Entries supplied Block Start
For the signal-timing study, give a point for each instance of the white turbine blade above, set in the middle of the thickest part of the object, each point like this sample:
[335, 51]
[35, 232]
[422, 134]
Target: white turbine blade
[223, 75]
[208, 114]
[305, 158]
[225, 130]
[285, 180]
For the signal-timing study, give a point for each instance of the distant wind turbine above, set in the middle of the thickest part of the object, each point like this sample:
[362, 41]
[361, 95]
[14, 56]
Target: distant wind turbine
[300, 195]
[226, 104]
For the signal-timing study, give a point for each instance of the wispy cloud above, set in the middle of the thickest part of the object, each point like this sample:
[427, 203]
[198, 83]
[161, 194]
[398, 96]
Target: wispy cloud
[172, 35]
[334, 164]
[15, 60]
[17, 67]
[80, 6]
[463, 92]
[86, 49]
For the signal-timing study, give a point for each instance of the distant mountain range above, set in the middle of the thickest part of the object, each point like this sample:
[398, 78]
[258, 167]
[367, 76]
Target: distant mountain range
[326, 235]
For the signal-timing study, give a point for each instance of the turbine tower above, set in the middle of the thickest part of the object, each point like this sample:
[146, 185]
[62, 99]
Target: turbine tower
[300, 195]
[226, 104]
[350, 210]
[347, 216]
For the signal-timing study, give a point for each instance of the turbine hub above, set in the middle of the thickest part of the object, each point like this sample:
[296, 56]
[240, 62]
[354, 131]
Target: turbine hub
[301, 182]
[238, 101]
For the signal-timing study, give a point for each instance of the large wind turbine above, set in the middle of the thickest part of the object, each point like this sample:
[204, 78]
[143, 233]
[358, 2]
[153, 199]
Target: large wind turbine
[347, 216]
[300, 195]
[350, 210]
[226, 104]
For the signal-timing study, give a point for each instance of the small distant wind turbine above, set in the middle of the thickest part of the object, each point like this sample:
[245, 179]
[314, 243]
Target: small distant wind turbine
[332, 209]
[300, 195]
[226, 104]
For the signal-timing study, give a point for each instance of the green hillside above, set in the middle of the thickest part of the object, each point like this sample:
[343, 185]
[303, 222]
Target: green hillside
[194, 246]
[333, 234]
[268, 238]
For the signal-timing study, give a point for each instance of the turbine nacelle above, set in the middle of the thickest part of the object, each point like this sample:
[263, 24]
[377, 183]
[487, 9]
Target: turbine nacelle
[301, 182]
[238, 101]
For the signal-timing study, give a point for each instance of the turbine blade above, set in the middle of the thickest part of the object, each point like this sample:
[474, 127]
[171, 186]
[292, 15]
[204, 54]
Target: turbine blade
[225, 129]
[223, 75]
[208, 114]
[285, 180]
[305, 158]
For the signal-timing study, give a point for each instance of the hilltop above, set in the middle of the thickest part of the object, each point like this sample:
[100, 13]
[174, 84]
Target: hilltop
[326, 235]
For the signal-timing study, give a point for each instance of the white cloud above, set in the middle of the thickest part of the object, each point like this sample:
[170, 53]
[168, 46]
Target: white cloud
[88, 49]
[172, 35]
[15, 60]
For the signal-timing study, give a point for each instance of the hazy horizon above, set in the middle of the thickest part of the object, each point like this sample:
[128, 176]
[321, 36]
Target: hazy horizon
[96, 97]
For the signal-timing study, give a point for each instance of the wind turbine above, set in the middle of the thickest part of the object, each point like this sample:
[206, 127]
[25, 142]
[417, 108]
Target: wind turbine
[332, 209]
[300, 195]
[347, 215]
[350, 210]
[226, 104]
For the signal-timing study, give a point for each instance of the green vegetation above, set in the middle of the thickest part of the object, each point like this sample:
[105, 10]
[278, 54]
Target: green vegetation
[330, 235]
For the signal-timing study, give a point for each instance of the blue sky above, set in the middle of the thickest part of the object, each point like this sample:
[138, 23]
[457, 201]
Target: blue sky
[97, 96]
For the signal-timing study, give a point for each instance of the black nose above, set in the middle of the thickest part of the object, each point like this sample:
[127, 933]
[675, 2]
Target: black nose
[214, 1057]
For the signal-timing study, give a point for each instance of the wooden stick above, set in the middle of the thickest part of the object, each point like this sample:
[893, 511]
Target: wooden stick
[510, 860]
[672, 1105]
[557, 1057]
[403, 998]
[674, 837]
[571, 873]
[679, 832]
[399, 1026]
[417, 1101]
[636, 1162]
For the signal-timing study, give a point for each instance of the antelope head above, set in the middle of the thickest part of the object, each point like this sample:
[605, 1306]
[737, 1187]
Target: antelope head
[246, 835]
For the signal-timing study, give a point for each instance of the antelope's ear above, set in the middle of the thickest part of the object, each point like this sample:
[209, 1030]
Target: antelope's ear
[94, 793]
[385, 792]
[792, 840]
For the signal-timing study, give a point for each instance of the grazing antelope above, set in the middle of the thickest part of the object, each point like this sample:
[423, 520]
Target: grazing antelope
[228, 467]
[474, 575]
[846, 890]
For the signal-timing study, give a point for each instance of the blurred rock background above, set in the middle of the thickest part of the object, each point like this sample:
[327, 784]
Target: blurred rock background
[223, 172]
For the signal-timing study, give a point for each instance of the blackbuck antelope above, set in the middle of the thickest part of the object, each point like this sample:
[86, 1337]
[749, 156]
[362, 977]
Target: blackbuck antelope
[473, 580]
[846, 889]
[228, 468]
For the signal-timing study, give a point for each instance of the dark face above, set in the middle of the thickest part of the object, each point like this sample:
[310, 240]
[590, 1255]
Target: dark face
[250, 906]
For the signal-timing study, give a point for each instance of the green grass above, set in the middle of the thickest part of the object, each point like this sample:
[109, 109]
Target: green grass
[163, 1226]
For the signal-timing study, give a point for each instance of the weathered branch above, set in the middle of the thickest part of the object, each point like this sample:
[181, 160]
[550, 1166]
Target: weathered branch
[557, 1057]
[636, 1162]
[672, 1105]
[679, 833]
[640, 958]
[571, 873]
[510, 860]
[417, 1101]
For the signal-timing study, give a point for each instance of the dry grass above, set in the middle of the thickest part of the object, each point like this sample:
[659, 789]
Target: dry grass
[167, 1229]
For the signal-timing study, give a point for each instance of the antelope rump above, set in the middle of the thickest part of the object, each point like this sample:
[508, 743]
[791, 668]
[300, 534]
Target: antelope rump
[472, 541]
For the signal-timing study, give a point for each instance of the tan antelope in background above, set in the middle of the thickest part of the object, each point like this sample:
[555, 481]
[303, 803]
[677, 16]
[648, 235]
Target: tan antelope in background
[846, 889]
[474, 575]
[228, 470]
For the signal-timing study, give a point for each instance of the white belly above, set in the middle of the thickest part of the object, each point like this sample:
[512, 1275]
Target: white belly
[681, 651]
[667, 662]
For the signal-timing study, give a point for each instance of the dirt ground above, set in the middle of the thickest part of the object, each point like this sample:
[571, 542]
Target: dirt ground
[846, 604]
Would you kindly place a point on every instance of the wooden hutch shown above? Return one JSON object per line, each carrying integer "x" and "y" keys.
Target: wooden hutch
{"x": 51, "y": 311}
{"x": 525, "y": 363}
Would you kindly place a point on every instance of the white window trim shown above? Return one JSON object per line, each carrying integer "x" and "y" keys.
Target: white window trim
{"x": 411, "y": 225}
Entries supplied Block End
Search the preceding listing for "JSON", then copy every line that holds it.

Would you kindly place a point on every instance of the wooden hutch shown above? Return one JSON object per line, each carrying integer "x" and "y" keys.
Would you kindly place a point on every instance of the white window trim shown above? Return one JSON object per line, each carrying integer "x" and "y" keys.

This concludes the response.